▶ SUPPLIED RECORDS:

=-=-=

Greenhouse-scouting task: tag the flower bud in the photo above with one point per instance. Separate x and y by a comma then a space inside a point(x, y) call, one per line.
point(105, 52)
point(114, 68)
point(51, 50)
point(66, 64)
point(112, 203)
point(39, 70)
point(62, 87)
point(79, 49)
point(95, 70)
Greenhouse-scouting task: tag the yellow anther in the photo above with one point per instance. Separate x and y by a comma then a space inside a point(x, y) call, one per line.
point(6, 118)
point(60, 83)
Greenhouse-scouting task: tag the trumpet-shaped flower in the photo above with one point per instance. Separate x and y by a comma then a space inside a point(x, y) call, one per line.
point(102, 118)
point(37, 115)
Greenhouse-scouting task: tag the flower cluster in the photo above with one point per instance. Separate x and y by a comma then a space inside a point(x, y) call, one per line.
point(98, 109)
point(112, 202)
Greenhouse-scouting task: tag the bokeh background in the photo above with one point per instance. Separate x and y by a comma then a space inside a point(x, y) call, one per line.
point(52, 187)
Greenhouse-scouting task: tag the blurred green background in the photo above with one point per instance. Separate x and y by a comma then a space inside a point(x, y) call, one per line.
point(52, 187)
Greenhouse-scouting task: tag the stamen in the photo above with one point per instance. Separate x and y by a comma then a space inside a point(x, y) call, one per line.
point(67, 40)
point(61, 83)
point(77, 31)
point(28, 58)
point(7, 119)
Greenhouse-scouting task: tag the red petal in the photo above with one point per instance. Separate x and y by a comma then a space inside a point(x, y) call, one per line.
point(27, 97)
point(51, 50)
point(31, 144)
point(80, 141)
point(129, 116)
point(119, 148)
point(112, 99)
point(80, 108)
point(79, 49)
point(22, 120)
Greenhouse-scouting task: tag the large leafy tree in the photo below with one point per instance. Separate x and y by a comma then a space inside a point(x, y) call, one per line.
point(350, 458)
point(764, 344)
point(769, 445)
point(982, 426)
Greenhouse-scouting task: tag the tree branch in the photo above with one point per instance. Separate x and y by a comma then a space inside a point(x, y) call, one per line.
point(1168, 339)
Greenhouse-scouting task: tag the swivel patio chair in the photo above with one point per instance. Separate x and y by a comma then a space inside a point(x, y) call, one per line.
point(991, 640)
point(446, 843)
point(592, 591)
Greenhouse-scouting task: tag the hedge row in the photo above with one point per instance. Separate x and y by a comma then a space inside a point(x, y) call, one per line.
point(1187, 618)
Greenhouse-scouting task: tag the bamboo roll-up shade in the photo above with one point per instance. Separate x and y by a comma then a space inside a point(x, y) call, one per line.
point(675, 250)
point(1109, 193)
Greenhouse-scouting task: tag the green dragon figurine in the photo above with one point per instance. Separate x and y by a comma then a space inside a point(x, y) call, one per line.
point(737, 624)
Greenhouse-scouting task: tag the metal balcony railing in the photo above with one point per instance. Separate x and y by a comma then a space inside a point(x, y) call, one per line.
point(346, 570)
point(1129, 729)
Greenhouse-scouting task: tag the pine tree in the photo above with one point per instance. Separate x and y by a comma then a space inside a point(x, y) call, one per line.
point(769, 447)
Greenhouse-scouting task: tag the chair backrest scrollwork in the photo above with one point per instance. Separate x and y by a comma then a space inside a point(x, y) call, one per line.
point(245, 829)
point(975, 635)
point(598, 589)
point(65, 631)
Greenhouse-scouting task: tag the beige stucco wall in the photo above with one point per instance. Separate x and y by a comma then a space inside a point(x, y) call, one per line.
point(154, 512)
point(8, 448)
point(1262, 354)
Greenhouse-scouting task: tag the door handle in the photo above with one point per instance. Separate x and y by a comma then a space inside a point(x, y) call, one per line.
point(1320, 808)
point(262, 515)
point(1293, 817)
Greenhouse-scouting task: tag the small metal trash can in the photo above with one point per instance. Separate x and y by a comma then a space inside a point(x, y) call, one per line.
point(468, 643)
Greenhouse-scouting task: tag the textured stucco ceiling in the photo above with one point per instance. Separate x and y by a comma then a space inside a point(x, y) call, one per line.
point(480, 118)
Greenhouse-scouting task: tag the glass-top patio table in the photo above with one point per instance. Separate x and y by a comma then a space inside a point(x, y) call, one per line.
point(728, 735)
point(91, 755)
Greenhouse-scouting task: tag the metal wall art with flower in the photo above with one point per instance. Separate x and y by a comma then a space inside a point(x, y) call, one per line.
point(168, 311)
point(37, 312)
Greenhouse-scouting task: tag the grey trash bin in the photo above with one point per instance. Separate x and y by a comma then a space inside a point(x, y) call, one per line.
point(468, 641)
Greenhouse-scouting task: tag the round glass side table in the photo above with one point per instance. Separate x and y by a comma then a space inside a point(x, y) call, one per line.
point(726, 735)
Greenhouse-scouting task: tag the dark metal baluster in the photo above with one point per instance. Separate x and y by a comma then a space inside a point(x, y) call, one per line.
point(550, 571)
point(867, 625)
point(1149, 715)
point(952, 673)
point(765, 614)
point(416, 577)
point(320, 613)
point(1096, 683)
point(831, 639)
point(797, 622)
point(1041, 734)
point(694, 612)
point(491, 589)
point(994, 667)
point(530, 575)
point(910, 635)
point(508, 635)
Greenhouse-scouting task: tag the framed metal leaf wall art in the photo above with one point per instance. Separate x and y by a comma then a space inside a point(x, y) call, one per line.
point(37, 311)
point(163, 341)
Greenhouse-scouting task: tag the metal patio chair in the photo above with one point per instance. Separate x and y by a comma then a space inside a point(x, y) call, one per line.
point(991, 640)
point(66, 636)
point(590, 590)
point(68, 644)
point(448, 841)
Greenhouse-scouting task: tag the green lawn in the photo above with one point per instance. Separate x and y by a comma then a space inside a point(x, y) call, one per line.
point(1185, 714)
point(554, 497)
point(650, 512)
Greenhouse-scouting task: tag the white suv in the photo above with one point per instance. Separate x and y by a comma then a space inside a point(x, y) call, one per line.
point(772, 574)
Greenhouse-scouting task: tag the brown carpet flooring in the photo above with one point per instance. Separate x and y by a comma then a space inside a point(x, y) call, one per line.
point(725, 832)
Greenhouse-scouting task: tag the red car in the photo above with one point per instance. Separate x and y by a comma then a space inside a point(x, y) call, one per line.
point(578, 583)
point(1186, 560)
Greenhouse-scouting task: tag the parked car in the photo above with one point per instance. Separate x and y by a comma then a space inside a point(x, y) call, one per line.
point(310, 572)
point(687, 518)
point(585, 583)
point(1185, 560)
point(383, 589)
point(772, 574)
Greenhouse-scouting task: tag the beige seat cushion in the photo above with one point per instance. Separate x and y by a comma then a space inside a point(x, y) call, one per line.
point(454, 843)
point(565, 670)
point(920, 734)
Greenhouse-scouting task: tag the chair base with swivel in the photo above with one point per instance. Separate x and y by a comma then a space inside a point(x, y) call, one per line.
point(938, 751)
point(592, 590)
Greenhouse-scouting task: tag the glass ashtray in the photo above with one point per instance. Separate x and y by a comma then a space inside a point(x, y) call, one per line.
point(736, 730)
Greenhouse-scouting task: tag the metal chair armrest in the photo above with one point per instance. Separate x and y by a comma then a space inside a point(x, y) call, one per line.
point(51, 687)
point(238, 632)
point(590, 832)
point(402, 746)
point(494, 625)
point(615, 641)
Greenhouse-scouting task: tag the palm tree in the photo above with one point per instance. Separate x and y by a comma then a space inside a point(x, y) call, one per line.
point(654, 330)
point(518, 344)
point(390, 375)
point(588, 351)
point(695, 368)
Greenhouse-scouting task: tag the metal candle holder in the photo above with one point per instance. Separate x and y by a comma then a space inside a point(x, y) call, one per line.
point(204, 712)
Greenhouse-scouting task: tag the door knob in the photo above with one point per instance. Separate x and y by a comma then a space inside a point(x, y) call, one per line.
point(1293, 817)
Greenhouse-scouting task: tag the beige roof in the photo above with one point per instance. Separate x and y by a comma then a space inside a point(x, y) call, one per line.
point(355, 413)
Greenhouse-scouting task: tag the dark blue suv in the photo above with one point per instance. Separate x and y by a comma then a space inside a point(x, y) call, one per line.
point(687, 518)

=-=-=

▶ EXERCISE AIM:
Nothing but the lines from the one holding "Greenhouse-scouting task: tag the dark blue" through the last line of the data may be output, and each must match exactly.

▶ ANSWER TO THE EXERCISE:
Greenhouse-scouting task: tag the dark blue suv in the photo above with one point per instance. Separate x and y by a comma then a space inside a point(x, y) call, one per line.
point(687, 518)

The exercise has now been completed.